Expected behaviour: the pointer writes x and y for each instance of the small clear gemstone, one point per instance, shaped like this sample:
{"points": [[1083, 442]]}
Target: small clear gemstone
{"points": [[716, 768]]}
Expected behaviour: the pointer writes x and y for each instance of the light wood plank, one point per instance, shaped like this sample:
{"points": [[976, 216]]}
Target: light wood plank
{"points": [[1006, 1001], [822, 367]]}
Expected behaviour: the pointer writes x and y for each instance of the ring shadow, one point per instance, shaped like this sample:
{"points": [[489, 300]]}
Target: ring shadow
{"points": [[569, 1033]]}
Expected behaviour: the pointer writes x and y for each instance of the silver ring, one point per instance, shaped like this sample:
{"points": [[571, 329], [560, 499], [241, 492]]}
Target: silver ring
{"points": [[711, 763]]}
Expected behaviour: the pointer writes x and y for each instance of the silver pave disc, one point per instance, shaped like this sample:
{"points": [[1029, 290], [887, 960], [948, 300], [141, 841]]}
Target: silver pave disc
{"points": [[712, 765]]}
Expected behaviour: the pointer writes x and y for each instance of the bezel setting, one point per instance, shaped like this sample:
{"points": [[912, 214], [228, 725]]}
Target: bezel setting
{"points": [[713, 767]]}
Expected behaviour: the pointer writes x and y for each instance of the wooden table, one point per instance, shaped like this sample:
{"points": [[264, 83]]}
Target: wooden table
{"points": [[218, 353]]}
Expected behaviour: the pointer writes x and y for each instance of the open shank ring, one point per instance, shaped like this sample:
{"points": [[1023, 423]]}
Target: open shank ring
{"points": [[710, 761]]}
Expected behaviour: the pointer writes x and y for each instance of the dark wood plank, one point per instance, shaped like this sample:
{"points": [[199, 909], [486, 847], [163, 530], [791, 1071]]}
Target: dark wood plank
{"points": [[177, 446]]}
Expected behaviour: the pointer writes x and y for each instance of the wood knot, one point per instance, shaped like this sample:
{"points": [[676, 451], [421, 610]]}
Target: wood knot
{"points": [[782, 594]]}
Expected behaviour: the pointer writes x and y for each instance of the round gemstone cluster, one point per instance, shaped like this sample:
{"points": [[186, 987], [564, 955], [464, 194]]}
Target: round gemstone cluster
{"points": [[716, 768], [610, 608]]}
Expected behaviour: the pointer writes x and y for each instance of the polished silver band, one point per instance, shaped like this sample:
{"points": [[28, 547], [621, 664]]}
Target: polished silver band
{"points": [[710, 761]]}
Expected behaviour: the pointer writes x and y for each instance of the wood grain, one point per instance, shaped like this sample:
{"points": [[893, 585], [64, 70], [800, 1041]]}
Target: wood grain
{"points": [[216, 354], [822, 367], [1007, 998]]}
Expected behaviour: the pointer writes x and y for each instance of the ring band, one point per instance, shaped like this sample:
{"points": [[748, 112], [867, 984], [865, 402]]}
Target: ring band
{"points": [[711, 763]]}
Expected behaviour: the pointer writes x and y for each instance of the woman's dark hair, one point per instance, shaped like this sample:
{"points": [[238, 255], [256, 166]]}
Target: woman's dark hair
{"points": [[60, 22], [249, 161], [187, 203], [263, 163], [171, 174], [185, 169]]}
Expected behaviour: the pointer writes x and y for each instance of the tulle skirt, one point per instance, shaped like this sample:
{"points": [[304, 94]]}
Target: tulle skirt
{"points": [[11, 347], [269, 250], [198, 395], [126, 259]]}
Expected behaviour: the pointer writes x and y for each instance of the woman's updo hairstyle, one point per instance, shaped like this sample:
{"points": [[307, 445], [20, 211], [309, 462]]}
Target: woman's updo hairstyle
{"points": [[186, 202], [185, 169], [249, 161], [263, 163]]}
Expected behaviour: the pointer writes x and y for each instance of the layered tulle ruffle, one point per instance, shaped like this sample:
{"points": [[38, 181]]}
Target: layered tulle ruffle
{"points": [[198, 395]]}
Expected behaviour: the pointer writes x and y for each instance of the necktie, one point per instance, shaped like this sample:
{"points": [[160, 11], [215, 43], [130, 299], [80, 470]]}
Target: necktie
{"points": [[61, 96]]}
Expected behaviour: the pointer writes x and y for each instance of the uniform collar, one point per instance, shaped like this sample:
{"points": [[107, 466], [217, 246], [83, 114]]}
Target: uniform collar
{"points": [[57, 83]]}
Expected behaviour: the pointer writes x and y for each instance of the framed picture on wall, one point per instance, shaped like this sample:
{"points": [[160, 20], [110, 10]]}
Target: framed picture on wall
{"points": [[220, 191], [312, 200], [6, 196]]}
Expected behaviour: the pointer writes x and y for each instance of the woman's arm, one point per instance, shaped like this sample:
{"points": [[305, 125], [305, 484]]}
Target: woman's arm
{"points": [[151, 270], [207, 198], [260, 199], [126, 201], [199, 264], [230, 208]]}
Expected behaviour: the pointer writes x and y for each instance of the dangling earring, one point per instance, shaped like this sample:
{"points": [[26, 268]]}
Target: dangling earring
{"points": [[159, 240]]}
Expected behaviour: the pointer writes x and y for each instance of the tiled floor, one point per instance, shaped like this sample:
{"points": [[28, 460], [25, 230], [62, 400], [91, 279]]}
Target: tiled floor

···

*Problem statement*:
The complete listing is needed again, with each line reproduced exactly.

*Task solution*:
Expected behaviour: the pointer writes x and y for each instance of the small clear gemstone, one point per instance, shaped like this sample:
{"points": [[1083, 442]]}
Target: small clear gemstone
{"points": [[716, 768]]}
Expected behaviour: the pointer writes x and y for each instance of the light wood plank, one point per instance, shaped like this sample:
{"points": [[976, 216]]}
Target: light wood plank
{"points": [[1006, 1001], [822, 367]]}
Expected behaviour: the pointer writes x and y for each instance of the ring shadow, one point per instance, shaped like this sample:
{"points": [[489, 300]]}
Target: ring shadow
{"points": [[569, 1033]]}
Expected behaviour: the pointer writes x and y for each instance of the silver ring, one point per instance, shaped like this sample:
{"points": [[571, 329], [560, 499], [241, 492]]}
Target: silver ring
{"points": [[711, 763]]}
Expected behaviour: the pointer writes x and y for each instance of the silver pave disc, one point per instance, shaped like this sample:
{"points": [[1029, 290], [887, 960], [948, 300], [141, 841]]}
Target: silver pave disc
{"points": [[712, 765]]}
Expected behaviour: the pointer writes x and y for each instance of the bezel setting, one point per instance, shaped like this sample:
{"points": [[912, 214], [228, 725]]}
Target: bezel setting
{"points": [[713, 767]]}
Expected behaviour: the pointer writes x and y for each instance of the wooden table, one point per instance, shaped like this sample:
{"points": [[264, 83]]}
Target: wooden table
{"points": [[218, 353]]}
Expected behaviour: the pointer writes x and y for each instance of the open shank ring, one point per instance, shaped like this sample:
{"points": [[1023, 423]]}
Target: open shank ring
{"points": [[710, 761]]}
Expected behaviour: the pointer writes x and y for each instance of the dark wood plank, one point per instance, shaped like this sample:
{"points": [[199, 909], [486, 847], [163, 530], [791, 1071]]}
Target: dark wood plank
{"points": [[177, 446]]}
Expected behaviour: the pointer writes x and y for each instance of the wood knot, one point per instance, shaped like this sample:
{"points": [[676, 451], [421, 610]]}
Target: wood knot
{"points": [[782, 594]]}
Expected behaviour: the pointer writes x and y for each instance of the round gemstone cluster, one point per instance, shaped like this sample:
{"points": [[186, 987], [564, 955], [464, 194]]}
Target: round gemstone cluster
{"points": [[716, 768], [610, 608]]}
Expected behaviour: the pointer writes x and y for each instance of the polished silver band, one point per instance, shaped like this sample:
{"points": [[28, 547], [621, 664]]}
Target: polished silver band
{"points": [[710, 761]]}
Expected behaviour: the pointer writes x and y for each instance of the wood grain, one point per instance, shaped like this sample:
{"points": [[893, 585], [64, 70], [800, 1041]]}
Target: wood grain
{"points": [[216, 354], [822, 367], [1007, 998]]}
Expected behaviour: the pointer writes x and y for each instance of the ring band, one point per instance, shaped like this sample:
{"points": [[748, 112], [867, 984], [865, 402]]}
Target: ring band
{"points": [[711, 763]]}
Expected behaviour: the pointer writes x and y for each instance of the woman's dark hair, one point per instance, shaped like this sample:
{"points": [[238, 255], [256, 166]]}
Target: woman's dark hair
{"points": [[60, 22], [249, 161], [187, 203], [263, 163], [171, 174], [185, 169]]}
Expected behaviour: the pointer writes x and y for each instance of the tulle skirt, one point per instance, shaped like this sample:
{"points": [[304, 94]]}
Target: tulle skirt
{"points": [[11, 347], [269, 250], [198, 395], [126, 259]]}
Expected behaviour: the pointer writes x and y for each instance of the woman's updo hairstyle, one point per instance, shaped like this sample:
{"points": [[307, 445], [20, 211], [309, 462]]}
Target: woman's updo hairstyle
{"points": [[186, 202], [185, 169], [249, 161], [263, 163]]}
Expected behaviour: the pointer writes x and y for each instance of the layered tulle ruffle, one point per instance, shaped like this sample:
{"points": [[38, 181]]}
Target: layered tulle ruffle
{"points": [[198, 395]]}
Expected behaviour: the pointer writes x and y for each instance of the necktie, one point per instance, shaped like this sample:
{"points": [[160, 11], [215, 43], [130, 299], [80, 470]]}
Target: necktie
{"points": [[61, 96]]}
Expected behaviour: the pointer writes x and y for each instance of the uniform collar, one point per instance, shaped like this sample:
{"points": [[107, 466], [217, 246], [83, 114]]}
Target: uniform collar
{"points": [[57, 83]]}
Expected behaviour: the pointer writes x and y for each instance of the framed picture on wall, one point per instance, shaped like this sample:
{"points": [[160, 20], [110, 10]]}
Target: framed picture on wall
{"points": [[220, 191], [312, 200], [6, 196]]}
Expected behaviour: the pointer writes x and y for each instance of the woman's arm, one point per instance, shaped like this sample:
{"points": [[305, 125], [305, 484]]}
Target: woman's arm
{"points": [[151, 270], [207, 198], [260, 199], [126, 201], [199, 264], [230, 208]]}
Expected behaviour: the pointer writes x and y for each instance of the dangling earring, one point per instance, shaped like this sample:
{"points": [[26, 268]]}
Target: dangling earring
{"points": [[159, 240]]}
Expected behaviour: the pointer writes x and y for each instance of the tiled floor, one point per instance, shaped like this sample:
{"points": [[28, 460], [25, 230], [62, 400], [91, 279]]}
Target: tiled floor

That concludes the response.